O QUE SE PEDE =
1. Liste todos os anos escritos com quatro algarismos no texto sobre Lorenzato.
2. Segundo o texto sobre Lorenzato, o que ele fazia à noite em Roma?
3. Prossiga o texto sobre Lorenzato a partir da última frase apresentada.

Lorenzato e o artista holandês Cornelius Keesman
AMADEO LUCIANO LORENZATO
Paulo Laender
São aproximadamente oito horas da manhã de um dia de semana qualquer.
Na casa
do bairro Cabana do Pai Tomás aquele senhor de idade repete seu ritual
diário:carregando sua pasta, como um executivo se dirigindo ao trabalho,
atravessa o portão que separa sua casa do mundo exterior
Uma vez
do lado de fora escolhe uma direção e, com seu caminhar cadenciado por um leve
mancar , sequela de um acidente de trabalho da época em que pintava paredes, se
distancia penetrando no movimento matinal da rua.
Naquela
maleta leva seu equipamento de trabalho: seus lápis e cadernos de anotações .
Vai em
busca dos motivos que o mundo em volta lhe apresentará e ele os colherá como
imagens a serem trabalhadas depois, na intimidade e mistério do seu ateliê.
Ao rever
essas imagens no documentário que realizamos sobre sua pessoa e obra, por volta
de 1983, recordamos, com emoção, essa rotina, tão simples na sua essência ao
mesmo tempo que profunda e marcante no
seu significado, que Lorenzato durante os muitos anos em que ali residiu,
diariamente obedeceu com a fidelidade e dignidade que a sua alma dedicou `a
arte.
Amadeu
Lorenzato nasceu em Belo Horizonte em
1900 e aqui faleceu em 1995 deixando uma obra e história de vida pouco comuns.
A
história desse brasileiro , que se iniciou com a de Belo Horizonte , filho de
pais italianos que aqui chegaram para trabalhar na construção da nova capital,
revelaria acontecimentos pouco comuns `a maioria dos mortais.
Após uma
infância de criança daquele tempo, entre estudos e brincadeiras no bairro
Barreiro,`aquela época local de chácaras e sítos, chega à juventude e começa a trabalhar como pintor de paredes
Aos vinte
anos Lorenzato foi para a Itália acompanhando os pais que para lá retornaram.
Em Roma
exerce seu ofício de pintor de paredes e, `a noite, frequenta uma escola de
arte onde aprende as técnicas da pintura decorativa ( estuque, “tromp l’oeil”
etc.) e se inicia na pintura artística, de cavalete.
Torna-se
esperantista o que, aos olhos da época equivaleria a grosso modo a um tipo de
“hippismo” dos anos 60/70.
As fotos
de então mostram sua bela face com os cabelos abaixo dos ombros e o olhar de
sonho a vislumbrar a utopia.
Viaja por
toda a Itália e parte da Europa e empreende, de bicicleta, junto com outro amigo artista e também
esperantista, uma viagem de estudos através do leste europeu cujo objetivo
final seria a China.

MATERIAL FORNECIDO =
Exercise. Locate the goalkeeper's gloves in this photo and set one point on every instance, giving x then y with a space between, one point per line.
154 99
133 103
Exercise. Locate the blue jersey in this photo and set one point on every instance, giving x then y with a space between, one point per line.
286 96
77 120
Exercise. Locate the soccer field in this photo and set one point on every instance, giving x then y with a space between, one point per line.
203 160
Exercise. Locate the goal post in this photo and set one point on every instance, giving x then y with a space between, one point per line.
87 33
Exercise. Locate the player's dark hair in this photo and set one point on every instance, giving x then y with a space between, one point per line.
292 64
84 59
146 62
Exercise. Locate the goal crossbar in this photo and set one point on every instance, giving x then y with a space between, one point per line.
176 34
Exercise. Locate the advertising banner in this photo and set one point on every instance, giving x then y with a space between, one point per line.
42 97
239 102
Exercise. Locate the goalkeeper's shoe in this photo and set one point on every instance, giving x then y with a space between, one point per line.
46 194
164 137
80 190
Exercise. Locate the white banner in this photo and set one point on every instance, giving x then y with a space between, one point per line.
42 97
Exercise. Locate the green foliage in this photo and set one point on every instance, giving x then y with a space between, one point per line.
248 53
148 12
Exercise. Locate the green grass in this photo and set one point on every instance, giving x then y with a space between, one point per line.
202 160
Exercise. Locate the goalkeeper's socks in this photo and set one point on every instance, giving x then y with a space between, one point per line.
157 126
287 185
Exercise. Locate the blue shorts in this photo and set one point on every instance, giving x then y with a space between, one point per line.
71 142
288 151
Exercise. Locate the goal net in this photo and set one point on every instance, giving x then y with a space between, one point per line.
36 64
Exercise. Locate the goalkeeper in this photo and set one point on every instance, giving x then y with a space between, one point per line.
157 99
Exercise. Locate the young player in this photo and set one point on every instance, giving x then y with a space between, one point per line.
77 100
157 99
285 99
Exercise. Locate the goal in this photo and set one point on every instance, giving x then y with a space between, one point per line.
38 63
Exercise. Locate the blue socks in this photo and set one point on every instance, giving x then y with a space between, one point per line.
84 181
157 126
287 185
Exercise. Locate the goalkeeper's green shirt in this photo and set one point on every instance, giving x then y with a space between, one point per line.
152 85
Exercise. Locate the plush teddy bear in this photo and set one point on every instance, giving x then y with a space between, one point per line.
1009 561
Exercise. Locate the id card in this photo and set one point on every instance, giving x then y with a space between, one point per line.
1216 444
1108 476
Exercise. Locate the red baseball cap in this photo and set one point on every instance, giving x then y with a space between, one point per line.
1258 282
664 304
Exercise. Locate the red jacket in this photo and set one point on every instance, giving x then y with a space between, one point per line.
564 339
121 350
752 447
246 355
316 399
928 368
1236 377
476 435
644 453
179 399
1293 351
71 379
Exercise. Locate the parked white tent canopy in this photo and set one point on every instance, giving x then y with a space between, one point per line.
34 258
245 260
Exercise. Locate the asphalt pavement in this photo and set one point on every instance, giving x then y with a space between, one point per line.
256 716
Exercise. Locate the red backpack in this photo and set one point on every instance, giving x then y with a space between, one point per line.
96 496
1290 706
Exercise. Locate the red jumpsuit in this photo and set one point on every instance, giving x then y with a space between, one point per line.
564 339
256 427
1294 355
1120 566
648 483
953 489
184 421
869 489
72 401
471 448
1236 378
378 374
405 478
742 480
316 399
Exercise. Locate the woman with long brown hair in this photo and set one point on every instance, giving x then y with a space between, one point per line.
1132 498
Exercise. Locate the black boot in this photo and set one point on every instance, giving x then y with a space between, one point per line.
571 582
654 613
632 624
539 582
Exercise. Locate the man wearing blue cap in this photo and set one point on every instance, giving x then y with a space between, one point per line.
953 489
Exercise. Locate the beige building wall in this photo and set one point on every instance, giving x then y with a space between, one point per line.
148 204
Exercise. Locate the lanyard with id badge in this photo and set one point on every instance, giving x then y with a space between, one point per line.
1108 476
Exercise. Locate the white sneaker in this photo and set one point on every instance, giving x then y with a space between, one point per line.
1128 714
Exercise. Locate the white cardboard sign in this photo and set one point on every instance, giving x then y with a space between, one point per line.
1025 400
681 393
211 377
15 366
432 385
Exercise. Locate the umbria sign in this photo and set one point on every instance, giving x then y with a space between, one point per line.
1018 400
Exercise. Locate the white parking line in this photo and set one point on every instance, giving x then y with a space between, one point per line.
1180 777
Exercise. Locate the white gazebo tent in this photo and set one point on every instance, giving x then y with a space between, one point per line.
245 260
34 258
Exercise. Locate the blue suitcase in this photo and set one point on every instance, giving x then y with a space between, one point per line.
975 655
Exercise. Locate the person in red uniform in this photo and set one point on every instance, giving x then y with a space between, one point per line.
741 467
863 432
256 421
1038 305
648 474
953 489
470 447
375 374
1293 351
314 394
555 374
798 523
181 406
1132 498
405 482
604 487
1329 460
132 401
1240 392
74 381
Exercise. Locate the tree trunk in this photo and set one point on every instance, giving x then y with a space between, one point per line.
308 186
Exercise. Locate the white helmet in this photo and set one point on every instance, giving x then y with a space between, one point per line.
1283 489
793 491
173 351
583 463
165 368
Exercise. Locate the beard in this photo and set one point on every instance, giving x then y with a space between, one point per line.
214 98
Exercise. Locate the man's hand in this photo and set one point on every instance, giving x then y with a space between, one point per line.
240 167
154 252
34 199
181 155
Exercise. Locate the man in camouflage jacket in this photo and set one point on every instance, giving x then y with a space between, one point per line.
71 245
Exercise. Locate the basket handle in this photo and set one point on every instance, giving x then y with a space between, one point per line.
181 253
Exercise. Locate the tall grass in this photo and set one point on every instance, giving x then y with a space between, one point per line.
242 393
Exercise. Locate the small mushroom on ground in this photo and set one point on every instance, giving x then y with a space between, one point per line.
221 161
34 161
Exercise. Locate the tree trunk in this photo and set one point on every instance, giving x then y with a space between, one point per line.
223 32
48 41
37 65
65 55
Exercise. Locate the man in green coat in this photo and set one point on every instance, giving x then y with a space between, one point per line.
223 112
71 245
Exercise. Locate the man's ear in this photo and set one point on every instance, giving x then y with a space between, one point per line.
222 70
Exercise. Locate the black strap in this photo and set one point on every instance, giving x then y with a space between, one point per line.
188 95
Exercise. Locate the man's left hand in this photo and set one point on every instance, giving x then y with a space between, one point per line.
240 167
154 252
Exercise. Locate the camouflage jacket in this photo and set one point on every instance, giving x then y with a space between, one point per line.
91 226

RESPOSTAS POR TAREFA =
1. 1983, 1900, 1995

2. Frequentava uma escola de arte, onde aprendeu técnicas de pintura decorativa e se iniciou na pintura de cavalete.

3.
A viagem
se interrompe na Turquia por força de um conflito armado que aí os surpreende.
Na
precipitação da fuga a dupla se separa e Lorenzato jamais volta a ter notícias
deste companheiro.
Ainda
nesse período Europeu presencia vários conflitos e revoluções e viria a suportar os horrores da segunda
guerra que o marcaram, e `a sua esposa, profundamente. Esta vindo a sofrer
permanentemente de crises nervosas em função da lembrança dos bombardeios por
que passaram.
Apesar de
todas essas atribulações Amadeu Lorenzato jamais deixa de pintar
artisticamente.
Mesmo
quando, em Florença, uma bomba destroi sua casa ateliê e toda a sua produção
que aí estava.
Enfim
,passada a guerra, em 1948 ele retorna
ao Brasil.
Chega
pelo Rio de Janeiro e lá consegue seu primeiro trabalho na obra da construção
do Hotel Quitandinha em Petrópolis.
Alí
permanece por breve período e logo vem para Belo Horizonte onde se
estabeleceria até o final de sua vida.
Lorenzato
estava então com 48 para 49 anos.
Narramos
esses episódios de maneira breve , e certamente incompleta, na intenção de
apresentar-lhes um pouco da riqueza de vivências e atribulações que esse sereno
senhor enfrentou em seu percurso sem que, pelo que dele pudemos conhecer, em
momento algum tais percalços, por mais dolorosos que possam ter sido, o
afastaram do seu caminho e amor `a arte.
Uma vez
aqui estabelecido voltou a trabalhar como pintor de paredes e a realizar
reformas e construções para empresas especializadas da época até que um
acidente de trabalho (a queda de uma escada ocasionando fratura múltipla de uma
perna ) o impossibilitaria de trabalhar levando–o `a uma aposentadoria precoce.
A partir
de então ele se entregou integralmente `a pintura artística vindo a realizar sua primeira
exposição individual aos 54 anos de
idade com Palhano Jr., revelado por Sérgio Maldonado e apresentado por
Mari’Stella Tristão.
Tornou-se
conhecido e admirado por um público pequeno e seleto na sua maioria composto
por artistas e colecionadores atentos .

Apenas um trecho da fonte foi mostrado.